## Begin Exercise data
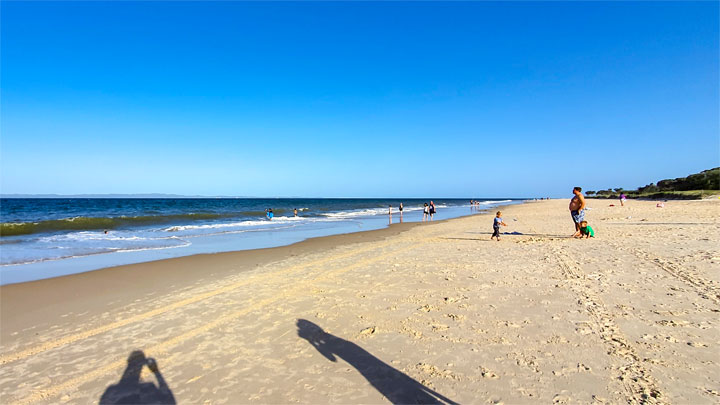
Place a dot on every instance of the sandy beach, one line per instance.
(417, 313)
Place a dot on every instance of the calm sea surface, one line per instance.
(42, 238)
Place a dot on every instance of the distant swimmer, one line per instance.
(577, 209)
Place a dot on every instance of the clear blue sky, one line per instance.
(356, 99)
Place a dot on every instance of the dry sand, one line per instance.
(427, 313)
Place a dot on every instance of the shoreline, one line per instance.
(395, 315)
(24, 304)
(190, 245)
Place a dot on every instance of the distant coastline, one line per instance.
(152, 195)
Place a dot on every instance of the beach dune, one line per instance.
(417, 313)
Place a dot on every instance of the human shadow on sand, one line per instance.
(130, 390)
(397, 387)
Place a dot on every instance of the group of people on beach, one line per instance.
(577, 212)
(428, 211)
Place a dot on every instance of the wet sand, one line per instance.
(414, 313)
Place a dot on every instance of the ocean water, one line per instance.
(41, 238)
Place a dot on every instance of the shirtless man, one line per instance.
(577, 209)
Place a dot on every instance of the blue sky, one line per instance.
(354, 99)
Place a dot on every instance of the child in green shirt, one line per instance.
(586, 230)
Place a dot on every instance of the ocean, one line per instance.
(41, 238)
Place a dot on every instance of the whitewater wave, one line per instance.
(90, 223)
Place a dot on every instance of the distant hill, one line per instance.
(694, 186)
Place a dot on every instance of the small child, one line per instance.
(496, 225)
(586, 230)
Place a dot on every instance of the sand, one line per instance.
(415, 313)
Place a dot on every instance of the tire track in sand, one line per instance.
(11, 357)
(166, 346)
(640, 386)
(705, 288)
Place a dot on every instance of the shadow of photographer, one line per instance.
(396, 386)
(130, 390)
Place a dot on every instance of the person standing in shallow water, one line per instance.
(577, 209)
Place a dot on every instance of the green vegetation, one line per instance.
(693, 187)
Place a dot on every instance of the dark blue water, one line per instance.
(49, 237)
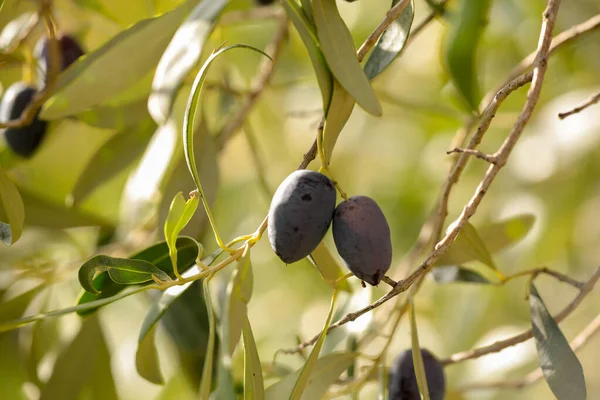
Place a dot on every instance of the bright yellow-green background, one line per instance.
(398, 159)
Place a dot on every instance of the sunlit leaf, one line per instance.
## End Exercise data
## Begin Exercise data
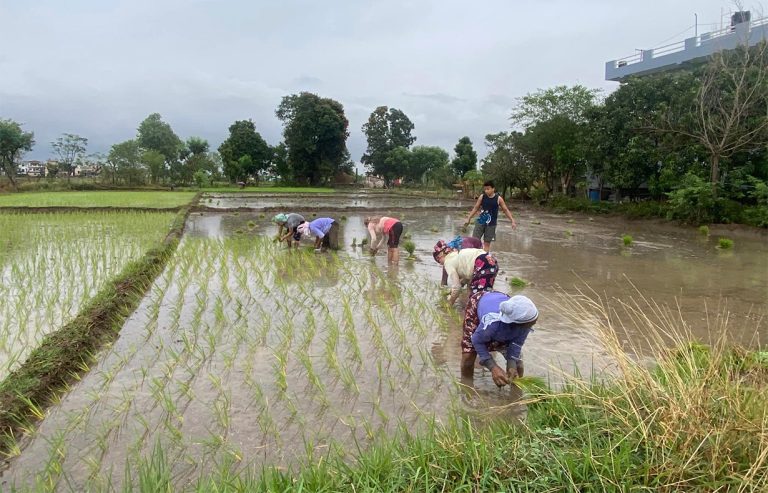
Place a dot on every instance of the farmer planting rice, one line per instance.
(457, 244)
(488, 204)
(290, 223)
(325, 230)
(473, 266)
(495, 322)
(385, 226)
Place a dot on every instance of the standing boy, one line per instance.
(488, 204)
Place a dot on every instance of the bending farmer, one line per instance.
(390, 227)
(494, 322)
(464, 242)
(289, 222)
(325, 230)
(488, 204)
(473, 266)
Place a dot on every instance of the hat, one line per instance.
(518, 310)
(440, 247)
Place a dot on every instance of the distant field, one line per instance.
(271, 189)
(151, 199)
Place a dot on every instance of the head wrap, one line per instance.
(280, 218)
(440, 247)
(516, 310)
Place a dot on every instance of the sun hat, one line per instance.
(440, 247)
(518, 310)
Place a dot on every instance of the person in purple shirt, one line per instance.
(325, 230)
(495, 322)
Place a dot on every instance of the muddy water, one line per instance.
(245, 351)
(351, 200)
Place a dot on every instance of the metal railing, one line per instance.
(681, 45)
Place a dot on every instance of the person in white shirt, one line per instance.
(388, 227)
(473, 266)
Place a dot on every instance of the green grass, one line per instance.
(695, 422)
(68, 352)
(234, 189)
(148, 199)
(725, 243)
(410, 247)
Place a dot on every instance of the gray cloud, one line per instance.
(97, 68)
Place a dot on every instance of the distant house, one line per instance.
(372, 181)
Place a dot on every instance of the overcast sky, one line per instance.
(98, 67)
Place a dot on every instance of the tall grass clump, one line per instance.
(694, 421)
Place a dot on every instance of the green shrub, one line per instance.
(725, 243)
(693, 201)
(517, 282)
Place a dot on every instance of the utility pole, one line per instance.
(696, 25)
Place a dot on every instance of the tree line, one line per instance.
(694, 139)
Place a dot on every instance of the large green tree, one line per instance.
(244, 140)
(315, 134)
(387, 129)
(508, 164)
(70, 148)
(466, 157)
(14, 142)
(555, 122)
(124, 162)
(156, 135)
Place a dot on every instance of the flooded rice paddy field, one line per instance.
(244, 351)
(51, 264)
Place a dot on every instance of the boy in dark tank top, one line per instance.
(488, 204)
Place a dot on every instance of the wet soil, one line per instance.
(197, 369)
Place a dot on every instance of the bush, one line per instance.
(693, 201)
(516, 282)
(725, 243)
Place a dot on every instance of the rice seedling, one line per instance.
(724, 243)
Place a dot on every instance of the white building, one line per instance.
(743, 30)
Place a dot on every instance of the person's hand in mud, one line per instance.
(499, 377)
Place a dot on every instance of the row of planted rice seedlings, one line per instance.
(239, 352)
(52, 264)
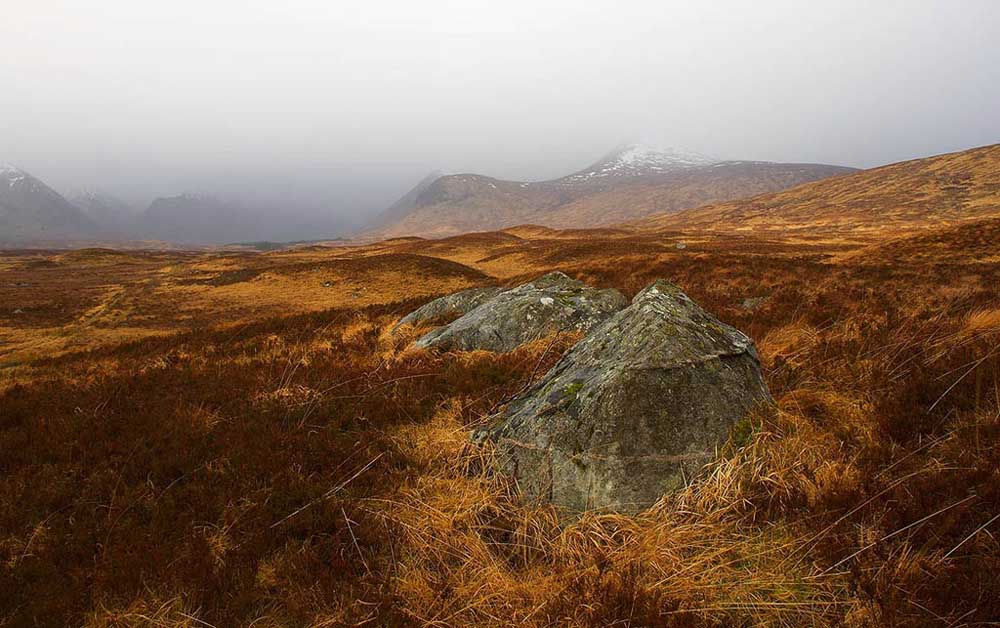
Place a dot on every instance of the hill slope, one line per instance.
## End Exercise data
Exercise directions: Count the lines in the material above that contain the word "field", with case counting, and give only the number.

Answer to the problem: 2